Text excerpt>
----------------

Question: Comprehensive Fixed Asset Problem Darby Sporting Goods Inc has

Comprehensive Fixed-Asset Problem Darby Sporting Goods Inc. has been experiencing growth in the demand for its products over the last several years. The last two Olympic Games greatly increased the popularity of basketball around the world. As a result, a European sports retailing consortium entered into an agreement with Darby’s Round ball Division to purchase basketballs and other accessories on an increasing basis over the next 5 years. To be able to meet the quantity commitments of this agreement, Darby had to obtain additional manufacturing capacity. A real estate firm located an available factory in close proximity to Darby’s Round ball manufacturing facility, and Darby agreed to purchase the factory and used machinery from Encino Athletic Equipment Company on October 1, 2009. Renovations were necessary to convert the factory for Darby’s manufacturing use. The terms of the agreement required Darby to pay Encino $50,000 when renovations started on January 1, 2010, with the balance to be paid as renovations were completed. The overall purchase price for the factory and machinery was $400,000. The building renovations were contracted to Malone Construction at $100,000. The payments made, as renovations progressed during 2010, are shown below. The factory was placed in service on January 1, 2011.

----------------

Record extracts>
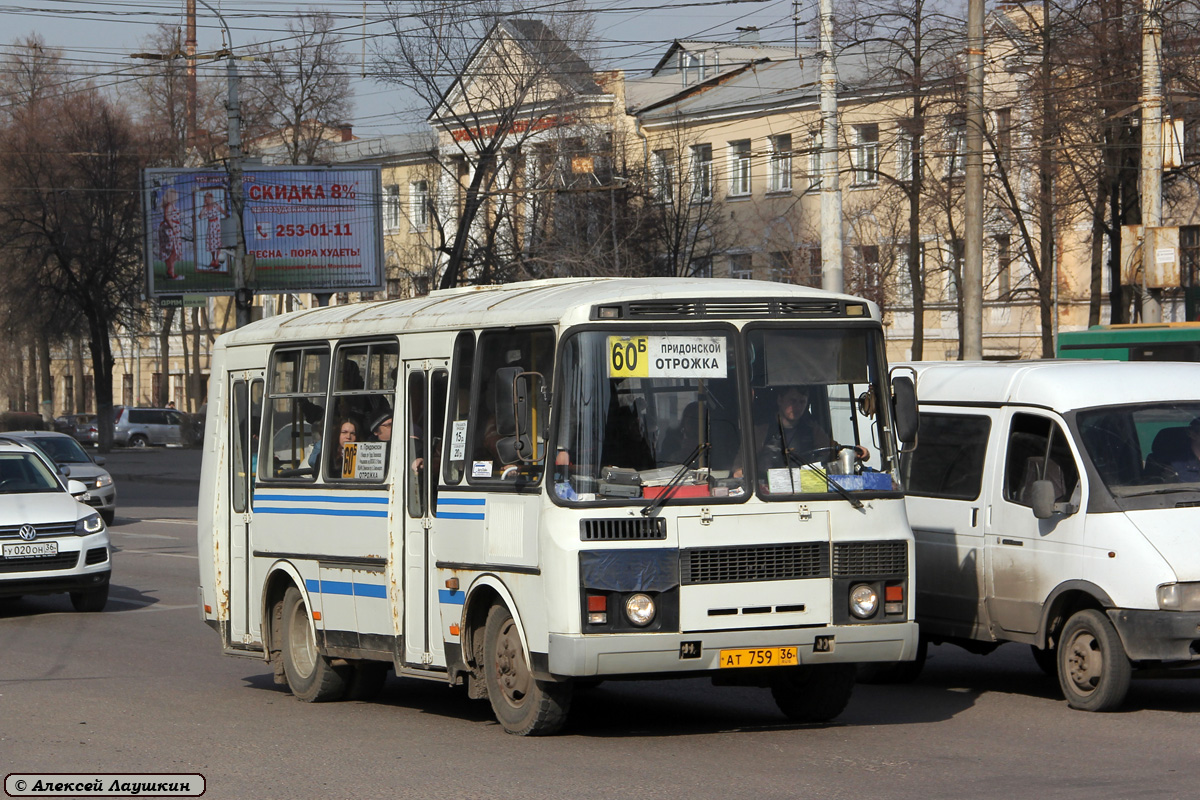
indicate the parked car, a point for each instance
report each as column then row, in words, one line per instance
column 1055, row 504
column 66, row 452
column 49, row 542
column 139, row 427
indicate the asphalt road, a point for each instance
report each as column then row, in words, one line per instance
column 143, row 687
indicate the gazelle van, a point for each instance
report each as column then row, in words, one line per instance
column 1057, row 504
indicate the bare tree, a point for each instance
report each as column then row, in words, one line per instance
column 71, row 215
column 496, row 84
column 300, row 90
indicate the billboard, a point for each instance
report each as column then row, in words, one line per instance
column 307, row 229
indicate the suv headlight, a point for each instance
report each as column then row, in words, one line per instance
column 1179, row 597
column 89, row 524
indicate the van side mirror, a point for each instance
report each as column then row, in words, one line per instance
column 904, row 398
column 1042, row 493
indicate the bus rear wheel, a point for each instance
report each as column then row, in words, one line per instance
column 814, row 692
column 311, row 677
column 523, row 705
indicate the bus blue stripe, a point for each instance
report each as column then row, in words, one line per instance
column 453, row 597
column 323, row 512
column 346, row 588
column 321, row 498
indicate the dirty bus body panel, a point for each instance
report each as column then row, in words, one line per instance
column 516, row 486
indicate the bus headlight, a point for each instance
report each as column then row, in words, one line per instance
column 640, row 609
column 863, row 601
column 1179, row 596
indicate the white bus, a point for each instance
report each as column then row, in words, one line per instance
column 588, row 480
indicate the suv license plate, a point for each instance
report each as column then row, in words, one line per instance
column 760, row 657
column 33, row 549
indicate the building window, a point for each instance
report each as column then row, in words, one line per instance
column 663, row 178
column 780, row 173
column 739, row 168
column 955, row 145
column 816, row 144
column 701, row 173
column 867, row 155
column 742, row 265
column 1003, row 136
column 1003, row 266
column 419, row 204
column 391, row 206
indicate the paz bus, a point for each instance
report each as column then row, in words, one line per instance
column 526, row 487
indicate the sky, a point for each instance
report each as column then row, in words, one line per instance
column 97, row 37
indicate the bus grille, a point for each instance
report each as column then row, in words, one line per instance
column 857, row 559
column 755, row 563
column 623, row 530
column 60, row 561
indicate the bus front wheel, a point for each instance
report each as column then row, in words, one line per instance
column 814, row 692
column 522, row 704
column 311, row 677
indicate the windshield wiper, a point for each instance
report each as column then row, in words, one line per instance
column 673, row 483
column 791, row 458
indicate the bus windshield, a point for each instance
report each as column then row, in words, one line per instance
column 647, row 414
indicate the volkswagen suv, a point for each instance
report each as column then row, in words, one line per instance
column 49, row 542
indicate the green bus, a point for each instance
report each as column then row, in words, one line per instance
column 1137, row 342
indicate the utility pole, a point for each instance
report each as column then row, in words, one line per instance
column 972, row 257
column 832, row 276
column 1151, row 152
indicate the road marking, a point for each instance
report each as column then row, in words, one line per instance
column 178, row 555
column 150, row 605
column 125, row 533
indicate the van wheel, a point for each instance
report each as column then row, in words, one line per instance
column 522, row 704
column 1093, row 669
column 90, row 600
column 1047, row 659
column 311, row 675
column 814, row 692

----------------

Required task>
In the fixed-asset problem text above, condense the paragraph beginning "Comprehensive Fixed-Asset Problem Darby Sporting Goods" into a bulleted list of its main facts.

Exercise output>
- Demand for Darby Sporting Goods Inc.'s products has grown over the last several years, helped by the last two Olympic Games raising basketball's popularity worldwide.
- A European sports retailing consortium agreed to buy basketballs and other accessories from Darby's Round ball Division in increasing amounts over the next 5 years.
- To meet these commitments, Darby agreed on October 1, 2009, to buy a nearby factory and used machinery from Encino Athletic Equipment Company for an overall price of $400,000.
- Darby was to pay Encino $50,000 when renovations started on January 1, 2010, and the balance as renovations were completed.
- Malone Construction was contracted to renovate the building for $100,000, with payments made as the work progressed during 2010.
- The factory was placed in service on January 1, 2011.